* _Prompt_
In the boxing passage below, in which city is the New England Golden Gloves Tournament held?

* _Source passage_
------------------------------------------------

Tssstsss -- full contact. Head snap. Jackie stumbles back, disoriented. She reaches down to stop her fall. The ref crouches. The moment her glove touches the canvas, he blows his whistle and Steve smacks the palm of his hand with his fist. The crowd breaks into loud applause. The fight, for which Monique has spent three months training, is over in less than two minutes.


Another three months pass before the New England Golden Gloves Tournament in Lowell.

During that time, Monique has only one other fight set up: a bout with a Connecticut fighter named Jen Anair, one of the two women in New England who've come at all close to beating her. Monique put on five pounds to fight in Jen's weight class; she and Steve drive to Holyoke for the bout only to discover Jen weighing in at 127 pounds, seven pounds more than her trainer promised. The exchange in the dark parking lot is testy. "You know we came all the way down here," Monique calls to Jen, annoyed. "Call me when you make the weight." They get in the car and drive back to Boston. "If they were going to lie to my fighter, they ain't gonna think nothin' of robbing her of a decision," Steve says later.

The New England Golden Gloves Tournament isn't quite so ad hoc. The best fighter from each state qualifies; the winner will qualify for the annual National Boxing Tournament, and national champions have an increasing amount of international competition. (USA Boxing anticipates that women will box in the 2004 Olympics.) Monique won the New England women's flyweight division last year, beating a boxer named Alison King for the second time. At the nationals, she lost her first fight, against top New York fighter Jamie McGrath, but went on to place fourth in the country.

This year, however, on the morning of her Golden Gloves bout, which is again against Alison and which is for the division championship, it becomes clear that this too will end in frustration.

"We just got a call," Steve tells me over the phone. "Alison said she sprained her wrist last night and backed out. It's hard enough finding fights. If she won't fight Monique anymore, no one will."

------------------------------------------------

* _Input data_
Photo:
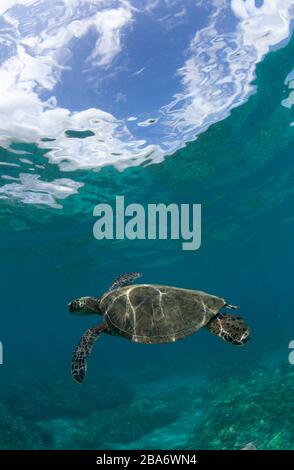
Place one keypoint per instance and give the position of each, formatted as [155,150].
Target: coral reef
[257,408]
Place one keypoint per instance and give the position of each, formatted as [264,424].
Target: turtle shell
[157,314]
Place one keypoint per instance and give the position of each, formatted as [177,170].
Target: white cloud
[217,75]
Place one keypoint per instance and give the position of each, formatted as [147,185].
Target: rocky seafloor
[218,413]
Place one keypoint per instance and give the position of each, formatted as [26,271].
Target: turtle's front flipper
[124,280]
[230,328]
[83,351]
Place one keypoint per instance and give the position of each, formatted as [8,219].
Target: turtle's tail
[230,328]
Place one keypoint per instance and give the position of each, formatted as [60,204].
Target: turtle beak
[71,307]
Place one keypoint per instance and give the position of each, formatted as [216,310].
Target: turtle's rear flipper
[124,280]
[83,351]
[230,328]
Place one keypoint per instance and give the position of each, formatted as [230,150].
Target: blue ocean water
[196,393]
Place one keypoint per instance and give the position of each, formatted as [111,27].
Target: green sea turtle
[153,314]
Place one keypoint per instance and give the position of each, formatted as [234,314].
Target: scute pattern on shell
[158,314]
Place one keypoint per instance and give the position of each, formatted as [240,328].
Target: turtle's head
[85,306]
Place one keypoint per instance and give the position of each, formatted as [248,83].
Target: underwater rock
[258,408]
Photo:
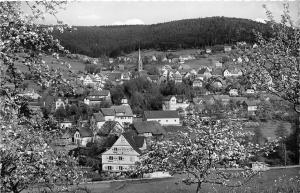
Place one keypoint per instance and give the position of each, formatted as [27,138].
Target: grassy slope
[263,181]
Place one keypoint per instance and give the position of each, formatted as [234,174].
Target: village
[120,135]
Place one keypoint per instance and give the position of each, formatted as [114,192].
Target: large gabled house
[163,117]
[235,72]
[177,77]
[124,153]
[251,106]
[82,136]
[149,129]
[205,73]
[173,102]
[198,83]
[96,97]
[224,99]
[122,114]
[98,119]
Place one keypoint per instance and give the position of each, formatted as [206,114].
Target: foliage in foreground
[27,158]
[206,153]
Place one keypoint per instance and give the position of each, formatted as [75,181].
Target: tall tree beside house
[274,65]
[204,152]
[27,157]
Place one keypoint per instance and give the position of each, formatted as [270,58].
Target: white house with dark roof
[233,92]
[122,114]
[163,117]
[252,106]
[124,153]
[149,129]
[173,102]
[88,80]
[96,97]
[82,136]
[59,103]
[232,72]
[205,72]
[98,119]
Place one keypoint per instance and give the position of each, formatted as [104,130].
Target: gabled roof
[221,97]
[135,141]
[99,93]
[126,109]
[85,132]
[202,71]
[149,127]
[99,117]
[108,111]
[113,76]
[113,110]
[154,77]
[252,102]
[109,126]
[161,114]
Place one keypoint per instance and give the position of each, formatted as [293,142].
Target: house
[198,83]
[193,72]
[30,93]
[110,128]
[205,99]
[149,129]
[217,72]
[96,97]
[66,138]
[59,103]
[82,136]
[177,77]
[218,64]
[250,91]
[224,99]
[163,117]
[66,123]
[217,82]
[98,120]
[125,76]
[122,113]
[227,48]
[251,106]
[208,50]
[173,102]
[153,78]
[205,72]
[88,80]
[110,60]
[34,106]
[232,72]
[233,92]
[124,153]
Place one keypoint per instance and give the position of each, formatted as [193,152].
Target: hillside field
[261,182]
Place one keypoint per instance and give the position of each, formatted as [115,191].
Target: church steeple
[140,62]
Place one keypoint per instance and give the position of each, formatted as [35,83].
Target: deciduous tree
[205,152]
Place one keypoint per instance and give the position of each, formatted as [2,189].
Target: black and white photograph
[140,96]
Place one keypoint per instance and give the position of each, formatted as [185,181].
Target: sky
[98,13]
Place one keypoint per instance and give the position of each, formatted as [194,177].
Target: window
[132,159]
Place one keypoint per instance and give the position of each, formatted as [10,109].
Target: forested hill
[95,41]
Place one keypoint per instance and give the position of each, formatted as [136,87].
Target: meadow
[275,180]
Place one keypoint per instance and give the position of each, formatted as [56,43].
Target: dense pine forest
[96,41]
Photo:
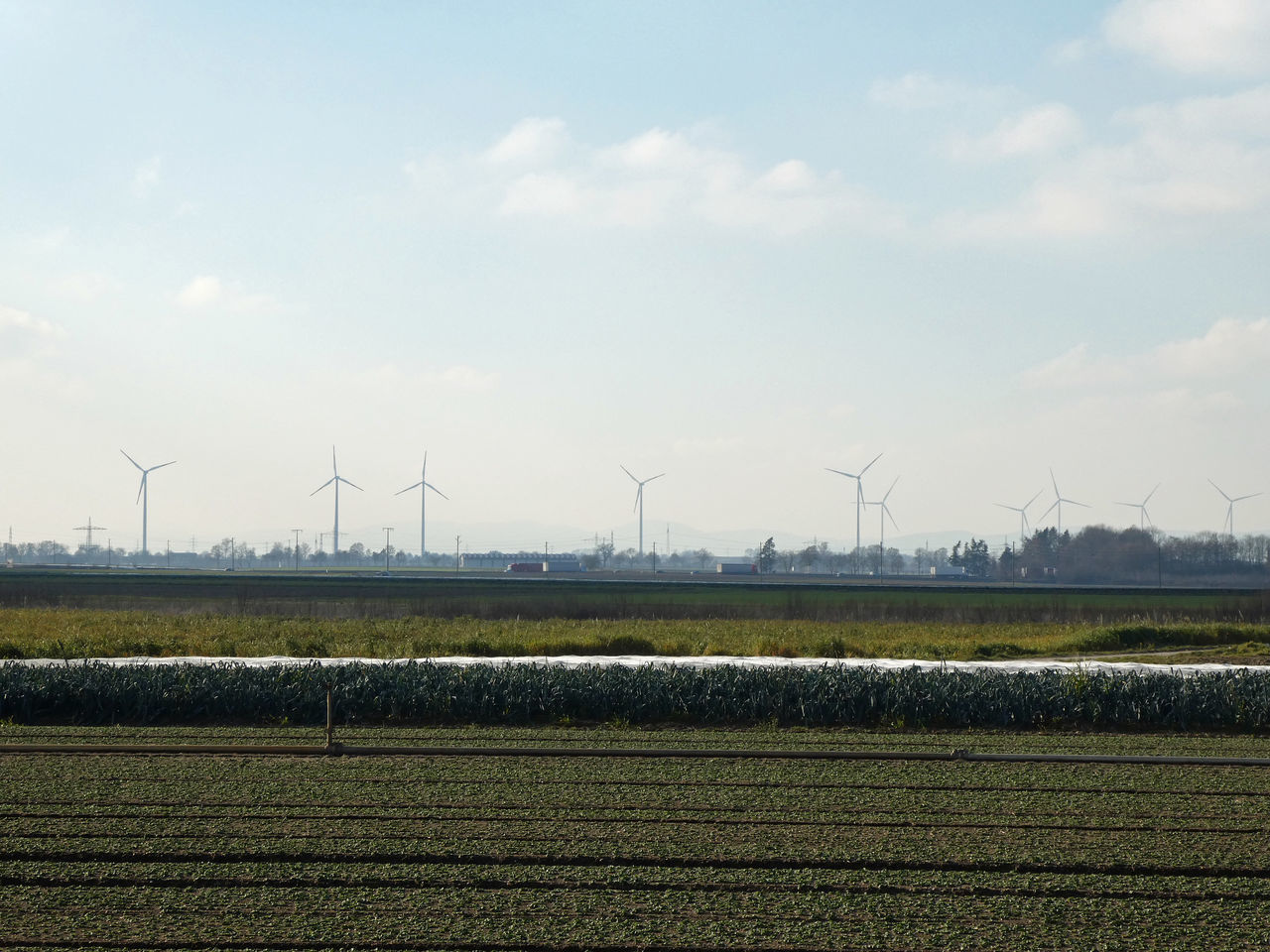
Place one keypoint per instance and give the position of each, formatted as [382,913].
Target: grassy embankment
[46,633]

------------------------------------------------

* _Task answer_
Lowell